OBJECTIVE. Render every line of the records below as a separate string in a single JSON list, omitting any blank lines.

WORKING DATA.

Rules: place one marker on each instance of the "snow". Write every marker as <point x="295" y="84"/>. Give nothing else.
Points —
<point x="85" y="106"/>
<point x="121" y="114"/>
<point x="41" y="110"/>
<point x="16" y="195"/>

RESULT FOR THIS EXERCISE.
[
  "Rules: place one marker on each instance of the \"snow\". Write every marker as <point x=\"295\" y=\"84\"/>. Give nothing else.",
  "Points —",
  "<point x=\"85\" y=\"106\"/>",
  "<point x=\"121\" y=\"114\"/>",
  "<point x=\"41\" y=\"110\"/>",
  "<point x=\"16\" y=\"195\"/>"
]